*Page excerpt*
"""
3 Shifts To Address Learning Loss For SWD
Best practices show the way
Despite much effort, many caring teachers and ever increasing spending, too many students with disabilities, including many students with mild to moderate disabilities, fail to master grade level content and graduate with the skills needed for success in life. The educational disruption caused by the pandemic has left many students with disabilities with unfinished learning. Fortunately, research from John Hattie, the What Works Clearing House and achievement gap closing schools show the way. These practices have reduced the achievement gap by 67% and pared the number of struggling readers by 65%.
Focus On Core Instruction
Students with mild to moderate disabilities benefit greatly from receiving 100% of core instruction, highly engaged classroom teachers, and receiving additional services on top of, not instead of, general education instruction. Students with disabilities, however, often receive less core instruction and less attention from their skilled classroom teacher, than students who don't struggle. This happens because too often students are pulled from math or reading in order to get IEP mandated services. These services are best provided at other times during the school day.
After studying and building hundreds of schedules, I have always been able to ensure that all services are provided, but never pulling out during reading and math. This is possible if the master schedule staggers when reading and math is taught. The whole school can’t schedule reading at 9:00 am. Then individual student scheduling needs to be a team sport. The principal and all the special ed staff should be in the same room, at the same time, building all the schedules as a set. This way there is easy give and take concerning when each student is available. If each special educator, related service provider and classroom teacher schedules on their own, the puzzle gets too complicated.
Extra Time To Learn
Not all students learn at the same pace. Some will need more time to catch up. For students struggling with prior grade level knowledge gaps, extra time to fill in this missed learning is doubly important. Post pandemic, this need is magnified. As DuFour aptly noted, “Learning should be the constant, and time the variable.”
This extra time should include:
Daily extra instructional time. This is in addition to, not instead of, core instruction. At the elementary level, this is easiest if the master schedule has an intervention/enrichment block or What I Need (WIN) time period. Often this means integrating social studies into the reading block or alternating science and social studies each day.
At the secondary level, this becomes a course to be scheduled like any other via the master scheduling software. Typically, students will delay taking a foreign language class for a year or two, perhaps not have resource room, or if only 3 years of science, for example, are needed for graduation, a freshman would postpone 9th grade science to make time for intervention. Seldom do students need to lose an elective.
Subject specific: If math is the challenge, then time dedicated specially for teacher led instruction is needed, rather than generalized homework help.
Grouped by area of need: Extra help should be focused on student specific skill gaps such as phonics or fluency. Creating flexible groups of students with similar needs supercharges instruction. At the elementary level this can be streamlined by using existing common formative assessments to pinpoint area of need and regrouping once every 2 to 4 weeks. If the entire grade has intervention at the same time, regrouping is not very disruptive because the time of day doesn’t change, just the room assignment.
Content Strong Teachers
Who is in the front of the class matters greatly. Students with disabilities deserve teachers with deep expertise in the content they are teaching. Anything less is unlikely to close the stubborn achievement gap.
Special education teachers and special education paraprofessionals are great, but like all of us, they aren't great at everything. Research is clear, nothing matters more in raising achievement than the skills of the teacher. For catching up academically, a commitment to content strong instructors is key. The implications are profound:
Focus on skills, not certification: Students who struggle to read need skilled reading teachers. Students who struggle in math benefit from experts in math. This includes some special educators and some general educators, but not all educators are content strong.
"""
*Brief A*
In the article on learning loss, how often are elementary intervention groups regrouped?
*Brief B*
Repeat the stretch of the article on learning loss from "After studying and" through "gets too complicated.".
The records that follow are not needed for either task.

*Data to examine*
"""
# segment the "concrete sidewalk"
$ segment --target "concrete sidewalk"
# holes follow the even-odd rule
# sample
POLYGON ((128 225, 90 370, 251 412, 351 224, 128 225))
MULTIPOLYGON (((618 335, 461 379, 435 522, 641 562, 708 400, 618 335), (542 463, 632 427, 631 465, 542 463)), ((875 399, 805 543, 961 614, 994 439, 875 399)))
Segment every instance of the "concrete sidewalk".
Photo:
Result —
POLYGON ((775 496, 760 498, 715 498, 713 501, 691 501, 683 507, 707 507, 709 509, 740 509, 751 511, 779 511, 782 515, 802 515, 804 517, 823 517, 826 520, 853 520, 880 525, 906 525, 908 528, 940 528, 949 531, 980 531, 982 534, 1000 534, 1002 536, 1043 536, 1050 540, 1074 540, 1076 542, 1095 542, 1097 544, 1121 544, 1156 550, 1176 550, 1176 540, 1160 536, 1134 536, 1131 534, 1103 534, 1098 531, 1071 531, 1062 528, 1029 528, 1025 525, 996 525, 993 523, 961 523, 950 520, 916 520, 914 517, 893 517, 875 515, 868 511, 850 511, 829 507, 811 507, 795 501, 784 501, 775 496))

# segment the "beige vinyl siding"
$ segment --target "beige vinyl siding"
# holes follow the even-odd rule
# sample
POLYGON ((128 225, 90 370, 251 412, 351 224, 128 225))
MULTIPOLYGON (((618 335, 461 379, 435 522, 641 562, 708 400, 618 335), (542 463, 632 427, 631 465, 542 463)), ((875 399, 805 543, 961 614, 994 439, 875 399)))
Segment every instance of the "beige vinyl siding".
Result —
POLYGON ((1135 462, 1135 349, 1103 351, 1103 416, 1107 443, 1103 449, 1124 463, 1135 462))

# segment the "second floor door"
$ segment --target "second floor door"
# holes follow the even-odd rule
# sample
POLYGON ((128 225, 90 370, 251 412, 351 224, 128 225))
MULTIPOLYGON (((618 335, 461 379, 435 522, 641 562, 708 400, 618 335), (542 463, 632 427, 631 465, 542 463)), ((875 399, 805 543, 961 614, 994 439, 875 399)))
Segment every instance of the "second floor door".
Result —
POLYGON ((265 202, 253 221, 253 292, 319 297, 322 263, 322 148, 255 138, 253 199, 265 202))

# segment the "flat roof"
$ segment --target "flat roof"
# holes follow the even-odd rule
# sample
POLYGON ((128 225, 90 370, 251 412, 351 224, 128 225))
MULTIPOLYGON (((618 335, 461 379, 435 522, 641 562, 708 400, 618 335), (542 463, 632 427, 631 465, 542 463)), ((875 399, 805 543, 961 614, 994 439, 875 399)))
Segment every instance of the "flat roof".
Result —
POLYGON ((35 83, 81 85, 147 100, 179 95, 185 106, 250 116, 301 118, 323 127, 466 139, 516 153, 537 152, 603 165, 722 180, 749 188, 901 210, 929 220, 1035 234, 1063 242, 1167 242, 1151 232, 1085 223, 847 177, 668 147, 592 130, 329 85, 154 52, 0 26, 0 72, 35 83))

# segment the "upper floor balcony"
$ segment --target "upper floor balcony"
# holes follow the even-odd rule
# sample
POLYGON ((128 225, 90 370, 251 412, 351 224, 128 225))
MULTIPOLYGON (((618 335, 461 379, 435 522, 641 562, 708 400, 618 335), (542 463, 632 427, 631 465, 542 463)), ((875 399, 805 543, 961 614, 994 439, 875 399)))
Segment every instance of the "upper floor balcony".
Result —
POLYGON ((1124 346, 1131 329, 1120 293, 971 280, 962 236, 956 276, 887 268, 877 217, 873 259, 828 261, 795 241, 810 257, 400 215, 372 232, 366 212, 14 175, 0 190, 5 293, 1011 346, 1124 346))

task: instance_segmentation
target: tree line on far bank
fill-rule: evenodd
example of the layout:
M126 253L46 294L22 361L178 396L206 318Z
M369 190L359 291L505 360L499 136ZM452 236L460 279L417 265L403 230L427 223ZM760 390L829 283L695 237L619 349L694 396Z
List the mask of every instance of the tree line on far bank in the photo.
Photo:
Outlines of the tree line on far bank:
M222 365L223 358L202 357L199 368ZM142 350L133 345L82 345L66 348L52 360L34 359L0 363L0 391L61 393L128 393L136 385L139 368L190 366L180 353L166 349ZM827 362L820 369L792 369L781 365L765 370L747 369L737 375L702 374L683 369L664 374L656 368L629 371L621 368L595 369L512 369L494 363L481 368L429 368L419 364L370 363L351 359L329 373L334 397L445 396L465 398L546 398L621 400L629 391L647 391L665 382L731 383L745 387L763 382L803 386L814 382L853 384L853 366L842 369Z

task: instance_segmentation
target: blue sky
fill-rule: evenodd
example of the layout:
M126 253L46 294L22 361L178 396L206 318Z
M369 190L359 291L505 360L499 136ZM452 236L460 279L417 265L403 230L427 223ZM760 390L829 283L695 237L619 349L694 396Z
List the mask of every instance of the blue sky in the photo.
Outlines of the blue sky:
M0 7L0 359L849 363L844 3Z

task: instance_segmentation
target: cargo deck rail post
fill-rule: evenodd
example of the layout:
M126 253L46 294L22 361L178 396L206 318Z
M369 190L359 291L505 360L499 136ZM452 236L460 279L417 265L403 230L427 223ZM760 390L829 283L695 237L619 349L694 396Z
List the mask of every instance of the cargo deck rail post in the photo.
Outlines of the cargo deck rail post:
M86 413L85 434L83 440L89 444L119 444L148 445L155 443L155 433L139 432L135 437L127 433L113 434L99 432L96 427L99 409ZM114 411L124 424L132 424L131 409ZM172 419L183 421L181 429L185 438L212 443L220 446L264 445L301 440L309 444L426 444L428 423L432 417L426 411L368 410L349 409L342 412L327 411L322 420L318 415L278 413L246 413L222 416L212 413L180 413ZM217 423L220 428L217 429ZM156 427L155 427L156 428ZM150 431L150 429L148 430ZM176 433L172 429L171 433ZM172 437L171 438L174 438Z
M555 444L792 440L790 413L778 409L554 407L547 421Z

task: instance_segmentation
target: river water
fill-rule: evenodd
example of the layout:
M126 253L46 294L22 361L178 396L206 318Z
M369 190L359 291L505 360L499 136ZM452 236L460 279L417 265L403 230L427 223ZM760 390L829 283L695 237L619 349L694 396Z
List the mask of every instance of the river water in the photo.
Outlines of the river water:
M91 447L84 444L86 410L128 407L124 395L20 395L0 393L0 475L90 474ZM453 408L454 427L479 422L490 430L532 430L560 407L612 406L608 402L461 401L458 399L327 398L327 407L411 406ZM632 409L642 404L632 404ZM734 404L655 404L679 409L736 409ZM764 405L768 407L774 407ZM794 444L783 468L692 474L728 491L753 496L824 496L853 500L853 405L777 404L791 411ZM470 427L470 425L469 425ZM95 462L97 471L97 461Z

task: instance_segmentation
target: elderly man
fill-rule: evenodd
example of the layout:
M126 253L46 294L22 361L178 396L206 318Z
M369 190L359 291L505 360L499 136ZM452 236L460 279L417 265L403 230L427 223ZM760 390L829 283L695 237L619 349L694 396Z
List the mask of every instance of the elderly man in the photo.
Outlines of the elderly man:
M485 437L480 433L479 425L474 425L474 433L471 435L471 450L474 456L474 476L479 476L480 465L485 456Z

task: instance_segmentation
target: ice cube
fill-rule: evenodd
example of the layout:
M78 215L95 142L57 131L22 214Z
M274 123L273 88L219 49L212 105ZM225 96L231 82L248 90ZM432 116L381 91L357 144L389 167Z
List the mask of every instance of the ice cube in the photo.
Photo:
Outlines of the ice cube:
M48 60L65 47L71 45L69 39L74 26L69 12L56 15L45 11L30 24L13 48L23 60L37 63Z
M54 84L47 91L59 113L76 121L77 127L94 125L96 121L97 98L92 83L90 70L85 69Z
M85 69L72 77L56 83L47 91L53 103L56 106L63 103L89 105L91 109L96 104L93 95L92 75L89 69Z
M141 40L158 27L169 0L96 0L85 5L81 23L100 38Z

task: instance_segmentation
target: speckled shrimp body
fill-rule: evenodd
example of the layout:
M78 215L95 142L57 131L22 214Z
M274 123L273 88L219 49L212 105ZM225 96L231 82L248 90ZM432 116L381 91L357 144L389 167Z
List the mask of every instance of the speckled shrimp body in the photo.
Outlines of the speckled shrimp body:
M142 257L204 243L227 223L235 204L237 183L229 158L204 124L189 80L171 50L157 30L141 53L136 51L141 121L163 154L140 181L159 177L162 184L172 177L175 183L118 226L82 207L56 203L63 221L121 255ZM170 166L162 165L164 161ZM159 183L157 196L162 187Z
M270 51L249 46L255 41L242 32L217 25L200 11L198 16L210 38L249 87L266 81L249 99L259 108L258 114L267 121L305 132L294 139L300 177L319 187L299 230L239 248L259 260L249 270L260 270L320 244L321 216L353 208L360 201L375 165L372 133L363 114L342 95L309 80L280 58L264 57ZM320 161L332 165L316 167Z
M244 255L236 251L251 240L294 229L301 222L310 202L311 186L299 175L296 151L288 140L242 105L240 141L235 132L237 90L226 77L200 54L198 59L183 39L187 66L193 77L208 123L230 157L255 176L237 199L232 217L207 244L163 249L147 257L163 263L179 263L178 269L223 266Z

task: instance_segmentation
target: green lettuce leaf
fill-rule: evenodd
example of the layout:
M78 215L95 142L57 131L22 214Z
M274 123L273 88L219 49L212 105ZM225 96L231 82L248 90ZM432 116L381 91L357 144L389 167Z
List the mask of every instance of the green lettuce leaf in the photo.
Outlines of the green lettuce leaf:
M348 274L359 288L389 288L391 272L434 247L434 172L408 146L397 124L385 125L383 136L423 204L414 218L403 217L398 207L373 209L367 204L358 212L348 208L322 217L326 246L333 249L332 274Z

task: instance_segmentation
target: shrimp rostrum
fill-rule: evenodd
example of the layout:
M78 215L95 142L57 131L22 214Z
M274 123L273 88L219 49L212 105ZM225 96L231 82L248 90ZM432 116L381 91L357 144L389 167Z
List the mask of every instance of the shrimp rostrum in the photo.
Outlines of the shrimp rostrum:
"""
*Task result A*
Once every 2 to 4 weeks.

*Task result B*
After studying and building hundreds of schedules, I have always been able to ensure that all services are provided, but never pulling out during reading and math. This is possible if the master schedule staggers when reading and math is taught. The whole school can’t schedule reading at 9:00 am. Then individual student scheduling needs to be a team sport. The principal and all the special ed staff should be in the same room, at the same time, building all the schedules as a set. This way there is easy give and take concerning when each student is available. If each special educator, related service provider and classroom teacher schedules on their own, the puzzle gets too complicated.